── Testo in esame ──

Non va meglio per altri problemi urologici: un buco nero per l’85% dei maschi, come nel caso del tumore ai testicoli noto solo (in termini di fascia di popolazione a rischio) al 18% degli intervistati. Le conseguenze di questa 'insana' informazione ricadono in maniera importante, oltre che sulla salute, anche sulla mancata prevenzione specialistica: il 40% dei maschi non sa chi sia, quale ruolo abbia o quando consultare l’urologo, contro il 10% che non ne ha mai sentito parlare, mentre il 13% ritiene che curi l’apparato scheletrico, il sistema nervoso o quello circolatorio. E' necessaria dunque una maggiore e migliore consapevolezza del maschio riguardo la propria salute intima. Con questo scopo, per il terzo anno, è ripartita in Italia, con il contributo non condizionante di Menarini, la campagna #Controllati.

───

Consegna 1
Puoi copiare dal testo in esame il passaggio da "Non va meglio" a "la campagna #Controllati."?
Consegna 2
Come si riscrive in forma di elenco puntato il paragrafo del testo in esame che inizia con "Non va meglio per altri problemi urologici", mantenendone i dati principali?
Consegna 3
Puoi proseguire il testo in esame, dedicato alla salute intima maschile, a partire dalla sua ultima frase?

── Dati registrati ──

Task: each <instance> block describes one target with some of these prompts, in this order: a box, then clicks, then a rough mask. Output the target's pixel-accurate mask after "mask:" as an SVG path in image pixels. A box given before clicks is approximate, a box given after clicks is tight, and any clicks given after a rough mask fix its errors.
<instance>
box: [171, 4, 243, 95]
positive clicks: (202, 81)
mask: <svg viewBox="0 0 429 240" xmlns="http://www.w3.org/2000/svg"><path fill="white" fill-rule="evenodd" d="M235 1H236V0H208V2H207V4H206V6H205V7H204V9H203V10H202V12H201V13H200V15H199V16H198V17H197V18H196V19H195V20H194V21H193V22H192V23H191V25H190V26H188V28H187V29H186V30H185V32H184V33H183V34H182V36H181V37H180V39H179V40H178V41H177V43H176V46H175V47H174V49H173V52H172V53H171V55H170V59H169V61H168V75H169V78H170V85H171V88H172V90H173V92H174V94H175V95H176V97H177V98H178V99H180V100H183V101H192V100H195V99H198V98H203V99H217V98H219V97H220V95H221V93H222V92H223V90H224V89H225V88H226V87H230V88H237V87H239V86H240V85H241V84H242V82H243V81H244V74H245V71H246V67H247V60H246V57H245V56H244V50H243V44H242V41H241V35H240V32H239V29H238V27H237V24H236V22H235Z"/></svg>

───

Spazio risposta 1
Non va meglio per altri problemi urologici: un buco nero per l’85% dei maschi, come nel caso del tumore ai testicoli noto solo (in termini di fascia di popolazione a rischio) al 18% degli intervistati. Le conseguenze di questa 'insana' informazione ricadono in maniera importante, oltre che sulla salute, anche sulla mancata prevenzione specialistica: il 40% dei maschi non sa chi sia, quale ruolo abbia o quando consultare l’urologo, contro il 10% che non ne ha mai sentito parlare, mentre il 13% ritiene che curi l’apparato scheletrico, il sistema nervoso o quello circolatorio. E' necessaria dunque una maggiore e migliore consapevolezza del maschio riguardo la propria salute intima. Con questo scopo, per il terzo anno, è ripartita in Italia, con il contributo non condizionante di Menarini, la campagna #Controllati.

Spazio risposta 2
- L'85% dei maschi non conosce altri problemi urologici. Solo il 18% degli intervistati sa quale fascia di popolazione è a rischio di tumore ai testicoli.
- Questa cattiva informazione pesa sulla salute e sulla mancata prevenzione specialistica. Il 40% dei maschi non sa chi sia l'urologo, che ruolo abbia o quando consultarlo. Il 10% non ne ha mai sentito parlare. Il 13% crede che curi l'apparato scheletrico, il sistema nervoso o quello circolatorio.
- Serve una maggiore e migliore consapevolezza maschile sulla salute intima.
- Con questo scopo è ripartita in Italia, per il terzo anno, la campagna #Controllati, con il contributo non condizionante di Menarini.

Spazio risposta 3
Consigli, informazioni, contatti in assoluta privacy sul sito www.controllati.it. Inoltre, dal 17 ottobre al 30 novembre, tremila farmacie distribuiranno materiali informativi e daranno visibilità al sito. Qui sarà aperta una sezione di domande e risposte, e una dedicata al pubblico ("L'urologo risponde"). Tra queste farmacie, mille avranno a disposizione ticket gratuiti con cui inviare i propri utenti nei centri Siu più vicini. Infine, sarà possibile contattare il numero verde 800.942.042. "Disinformazione e allungamento della vita media - dichiara Vincenzo Mirone, responsabile della comunicazione Siu e ordinario di urologia all’Università Federico II di Napoli – rappresentano un mix pericoloso per l’incremento nella diffusione e incidenza delle patologie prostatiche e più in generale urologiche, già stimate in crescita a partire dai prossimi anni".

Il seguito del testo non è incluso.